When I read David Moreau’s poem, “Borrowed Time,” in George Bilgere’s “Poetry Town” blog, I hadn’t known that the collection from which it was taken, Sex, Death, and Baseball, had been published in 2004. But not only did I admire the poem – a poem about death – the title of the collection was irresistible. In his commentary Bilgere wrote about the poem, I admire how this poem speaks to the two contradictory truths that define us: we all lead lives that are more or less the same. And we all lead lives that are utterly different. Naturally, I wanted to consider the collection more deeply; I wanted to write a review.

The love poems address married love, continual longing, the awakening of desire.  In “Light My Fire,” the poet recalls seeing the Doors on the Ed Sullivan Show, as an adolescent in 1967, acutely aware of the girls in his friend’s living room with whom he is watching, and he is mesmerized.

I saw them drooling and saw
the skinny breasts that hung down
inside of Jennie’s shirt as well.
I was Aladdin outside the cave
with no magic words and only
the vaguest idea of the treasure within.
And it was a long time after
sixth grade and Bradford, Pennsylvania,
before I would learn how to share
that incredible fire.

 In “Tantramar,” Moreau recalls “one year in Canada” when the poet and his wife stayed in a motel called “Tantramar,” also the name of a fort on the border of Nova Scotia and New Brunswick, how in the motel

we touched each other, entered the ancient dance.
And you became a wind that grows in strength
in the night, so that I was like a man who hears
a storm against the house, goes to the door
and opens it and finds it nearly pulled off the hinges,
the trees swaying violently and limbs down in the yard.
We entered that wind and I am grateful.

“The Truth About Marriage,” on the other hand, takes place two decades after their marriage, and all he can think about is sex. She’s lost interest in the passion, though, and only wants to be held.

The truth is that sex distracts me from death.
This pleasure so complete affirms the life
of our bodies.
= = = =
PROBLEMS TO SOLVE>
1. List the titles of the individual poems named in the review of Sex, Death, and Baseball.
2. Write the next part of the review of Sex, Death, and Baseball, picking up after its final line.

(Referring expression data)
= = = =
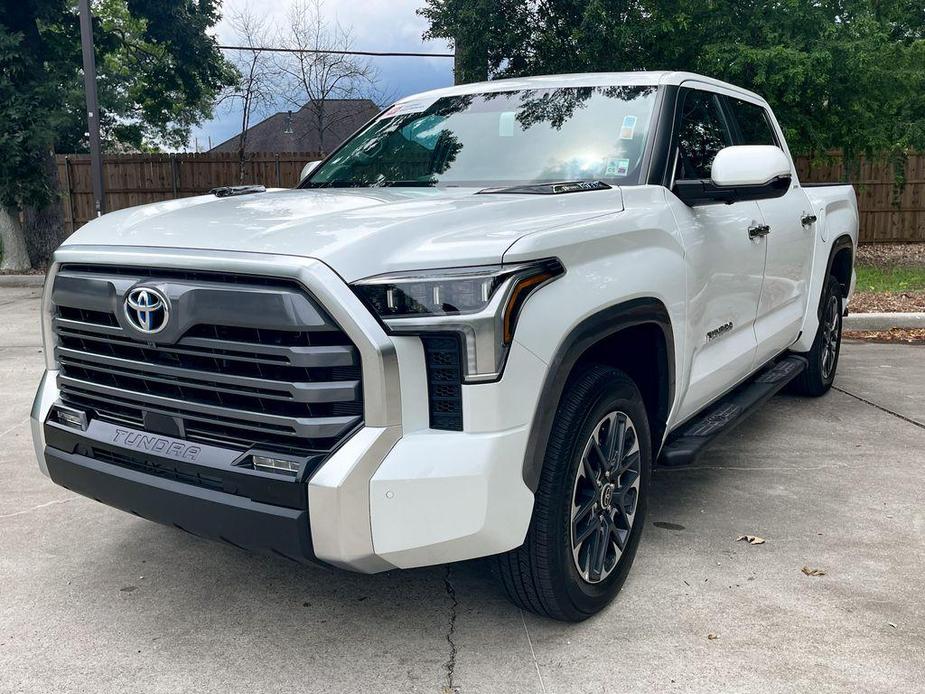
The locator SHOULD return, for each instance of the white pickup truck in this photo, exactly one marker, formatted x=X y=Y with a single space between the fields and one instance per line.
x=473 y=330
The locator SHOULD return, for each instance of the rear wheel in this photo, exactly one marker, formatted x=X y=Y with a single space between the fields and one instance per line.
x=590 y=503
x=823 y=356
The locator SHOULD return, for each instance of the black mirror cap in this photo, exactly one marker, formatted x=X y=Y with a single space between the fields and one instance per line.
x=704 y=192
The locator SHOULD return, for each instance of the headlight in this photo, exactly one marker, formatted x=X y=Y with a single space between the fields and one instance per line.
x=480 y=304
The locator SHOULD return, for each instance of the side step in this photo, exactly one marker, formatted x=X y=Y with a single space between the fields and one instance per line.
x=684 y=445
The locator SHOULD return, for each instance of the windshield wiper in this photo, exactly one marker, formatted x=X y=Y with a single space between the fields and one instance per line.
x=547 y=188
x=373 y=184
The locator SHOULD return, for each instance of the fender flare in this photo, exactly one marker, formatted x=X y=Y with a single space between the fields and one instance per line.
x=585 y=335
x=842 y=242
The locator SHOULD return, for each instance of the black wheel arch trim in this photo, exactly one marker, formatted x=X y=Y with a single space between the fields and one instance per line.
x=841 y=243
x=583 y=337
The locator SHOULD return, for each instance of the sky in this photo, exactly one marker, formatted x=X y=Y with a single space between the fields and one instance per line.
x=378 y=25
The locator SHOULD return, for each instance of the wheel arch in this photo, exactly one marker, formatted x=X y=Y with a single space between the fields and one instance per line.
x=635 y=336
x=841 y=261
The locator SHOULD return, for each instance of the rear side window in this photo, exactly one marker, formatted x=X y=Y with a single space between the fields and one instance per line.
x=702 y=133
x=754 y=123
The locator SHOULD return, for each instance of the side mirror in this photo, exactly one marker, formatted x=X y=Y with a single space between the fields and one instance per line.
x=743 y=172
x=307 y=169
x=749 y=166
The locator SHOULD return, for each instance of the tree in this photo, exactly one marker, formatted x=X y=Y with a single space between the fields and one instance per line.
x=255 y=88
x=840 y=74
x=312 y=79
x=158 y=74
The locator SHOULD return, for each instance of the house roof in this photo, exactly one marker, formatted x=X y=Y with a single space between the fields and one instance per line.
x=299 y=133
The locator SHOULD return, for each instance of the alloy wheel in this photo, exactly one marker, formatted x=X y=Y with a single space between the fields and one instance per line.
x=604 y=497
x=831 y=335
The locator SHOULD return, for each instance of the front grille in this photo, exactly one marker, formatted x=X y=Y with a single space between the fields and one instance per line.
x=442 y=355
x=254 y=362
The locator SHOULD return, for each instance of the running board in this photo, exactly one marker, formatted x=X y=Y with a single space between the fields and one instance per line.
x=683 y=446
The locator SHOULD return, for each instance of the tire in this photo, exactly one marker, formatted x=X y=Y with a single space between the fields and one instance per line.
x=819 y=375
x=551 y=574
= = = =
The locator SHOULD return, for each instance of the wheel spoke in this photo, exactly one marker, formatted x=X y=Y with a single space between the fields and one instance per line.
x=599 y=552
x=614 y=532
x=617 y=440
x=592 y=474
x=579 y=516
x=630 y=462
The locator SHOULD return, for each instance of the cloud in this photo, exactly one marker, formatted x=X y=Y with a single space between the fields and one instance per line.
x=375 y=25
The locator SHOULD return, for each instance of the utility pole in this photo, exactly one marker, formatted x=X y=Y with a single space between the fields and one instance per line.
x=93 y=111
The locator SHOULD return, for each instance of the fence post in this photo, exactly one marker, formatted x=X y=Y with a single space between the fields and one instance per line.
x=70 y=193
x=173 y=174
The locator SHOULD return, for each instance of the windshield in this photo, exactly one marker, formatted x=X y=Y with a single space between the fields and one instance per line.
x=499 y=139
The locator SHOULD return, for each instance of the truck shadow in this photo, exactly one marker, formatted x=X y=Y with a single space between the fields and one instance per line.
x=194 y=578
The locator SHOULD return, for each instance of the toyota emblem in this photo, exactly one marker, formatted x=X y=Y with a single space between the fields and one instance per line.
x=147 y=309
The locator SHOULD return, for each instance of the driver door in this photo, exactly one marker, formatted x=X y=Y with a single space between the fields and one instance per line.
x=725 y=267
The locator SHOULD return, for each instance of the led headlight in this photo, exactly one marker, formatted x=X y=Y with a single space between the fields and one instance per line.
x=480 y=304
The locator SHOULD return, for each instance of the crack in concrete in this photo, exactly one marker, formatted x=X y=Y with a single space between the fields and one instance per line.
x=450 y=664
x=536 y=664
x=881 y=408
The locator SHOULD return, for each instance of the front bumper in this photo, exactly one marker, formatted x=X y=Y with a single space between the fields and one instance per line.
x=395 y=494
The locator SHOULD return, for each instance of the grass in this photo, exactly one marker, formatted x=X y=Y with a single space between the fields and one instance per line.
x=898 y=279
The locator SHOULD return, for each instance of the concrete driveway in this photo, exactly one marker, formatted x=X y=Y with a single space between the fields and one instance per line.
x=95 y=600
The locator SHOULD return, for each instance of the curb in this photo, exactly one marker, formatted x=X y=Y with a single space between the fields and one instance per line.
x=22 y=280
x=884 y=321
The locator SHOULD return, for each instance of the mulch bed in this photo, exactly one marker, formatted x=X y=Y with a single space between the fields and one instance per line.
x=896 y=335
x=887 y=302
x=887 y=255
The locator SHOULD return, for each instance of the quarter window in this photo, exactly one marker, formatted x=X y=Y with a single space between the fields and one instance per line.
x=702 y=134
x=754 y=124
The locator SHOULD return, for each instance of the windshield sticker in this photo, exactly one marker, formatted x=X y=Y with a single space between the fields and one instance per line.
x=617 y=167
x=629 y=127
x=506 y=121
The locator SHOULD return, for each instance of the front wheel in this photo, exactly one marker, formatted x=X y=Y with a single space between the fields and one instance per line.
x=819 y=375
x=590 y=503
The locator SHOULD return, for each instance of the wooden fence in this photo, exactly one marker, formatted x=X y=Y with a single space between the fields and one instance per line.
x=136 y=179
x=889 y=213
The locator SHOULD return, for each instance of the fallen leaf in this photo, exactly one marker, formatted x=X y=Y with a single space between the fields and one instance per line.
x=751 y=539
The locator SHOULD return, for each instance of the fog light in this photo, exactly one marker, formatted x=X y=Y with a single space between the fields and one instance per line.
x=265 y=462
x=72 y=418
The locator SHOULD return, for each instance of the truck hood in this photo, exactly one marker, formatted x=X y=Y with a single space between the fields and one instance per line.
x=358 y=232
= = = =
ANSWERS TO THE EXERCISE>
1.
"Borrowed Time"
"Light My Fire"
"Tantramar"
"The Truth About Marriage"

2.
And so death enters the stage! Sex and death (and baseball!), entwined like DNA, inseparable.

As well as “Borrowed Time,” the death poems include “Cultivating Joy” with its recurring line, “My new life begins this moment,” and an overheard conversation in “At the Diner”:

The old woman tells them,
“She had pain. She should
have told someone. She should
have called her son.”

The fact of death is overheard over a plate of haddock and beans. Equally prosaic, “For Roger Who Died at Work” and a poem called “Beverly,” about a woman in a home for the developmentally disabled who continually asks, “What is heaven like?” The section of death-themed poems ends, naturally, on “Fear.”

And this inevitably brings us to baseball, right?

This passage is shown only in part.